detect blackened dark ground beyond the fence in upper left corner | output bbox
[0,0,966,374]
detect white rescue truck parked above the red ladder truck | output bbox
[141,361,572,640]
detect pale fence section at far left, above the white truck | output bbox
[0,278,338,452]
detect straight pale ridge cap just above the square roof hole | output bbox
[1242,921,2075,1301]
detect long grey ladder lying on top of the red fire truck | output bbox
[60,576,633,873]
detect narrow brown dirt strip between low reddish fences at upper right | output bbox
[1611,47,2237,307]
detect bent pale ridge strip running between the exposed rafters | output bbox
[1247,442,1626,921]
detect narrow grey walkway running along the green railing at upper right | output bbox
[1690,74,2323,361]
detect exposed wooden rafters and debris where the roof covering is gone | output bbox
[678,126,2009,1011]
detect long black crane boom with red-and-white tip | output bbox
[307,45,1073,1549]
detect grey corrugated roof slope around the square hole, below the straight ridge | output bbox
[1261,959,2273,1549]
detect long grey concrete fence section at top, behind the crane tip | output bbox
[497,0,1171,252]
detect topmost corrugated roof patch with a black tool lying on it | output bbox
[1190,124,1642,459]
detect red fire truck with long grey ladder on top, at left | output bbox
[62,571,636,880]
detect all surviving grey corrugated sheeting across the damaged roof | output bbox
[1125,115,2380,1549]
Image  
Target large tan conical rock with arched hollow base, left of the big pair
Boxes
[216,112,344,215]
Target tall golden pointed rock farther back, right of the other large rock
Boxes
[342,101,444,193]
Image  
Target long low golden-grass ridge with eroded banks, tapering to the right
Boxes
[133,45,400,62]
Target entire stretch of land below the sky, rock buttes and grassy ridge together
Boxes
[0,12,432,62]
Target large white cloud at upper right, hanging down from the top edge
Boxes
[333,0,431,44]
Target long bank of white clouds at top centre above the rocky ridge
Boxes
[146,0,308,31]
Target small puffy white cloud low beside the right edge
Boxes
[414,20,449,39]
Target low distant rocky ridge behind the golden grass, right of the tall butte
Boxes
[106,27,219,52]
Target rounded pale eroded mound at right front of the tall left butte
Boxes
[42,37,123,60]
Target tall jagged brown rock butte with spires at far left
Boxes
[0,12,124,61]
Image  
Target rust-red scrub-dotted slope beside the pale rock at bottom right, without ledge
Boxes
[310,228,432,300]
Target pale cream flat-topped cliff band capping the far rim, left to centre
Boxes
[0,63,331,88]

■ ■ ■

§ Try it
Up to and including the last line of the listing above, copy exactly every line from the one that contains "Target large white" onward; leave out all others.

§ Solution for this problem
Target large white cloud at upper right, hanging down from the top edge
Boxes
[333,0,431,44]
Target long bank of white clouds at top centre above the rocky ridge
Boxes
[146,0,308,31]
Target small puffy white cloud low beside the right edge
Boxes
[414,20,449,39]
Target low distant rocky ridge behind the golden grass, right of the tall butte
Boxes
[106,27,219,52]
Target rounded pale eroded mound at right front of the tall left butte
Boxes
[42,37,123,60]
Target tall jagged brown rock butte with spires at far left
Boxes
[0,12,124,61]
Image  
Target rust-red scrub-dotted slope beside the pale rock at bottom right, without ledge
Boxes
[310,228,432,300]
Target pale cream flat-topped cliff band capping the far rim, left to centre
Boxes
[0,63,331,88]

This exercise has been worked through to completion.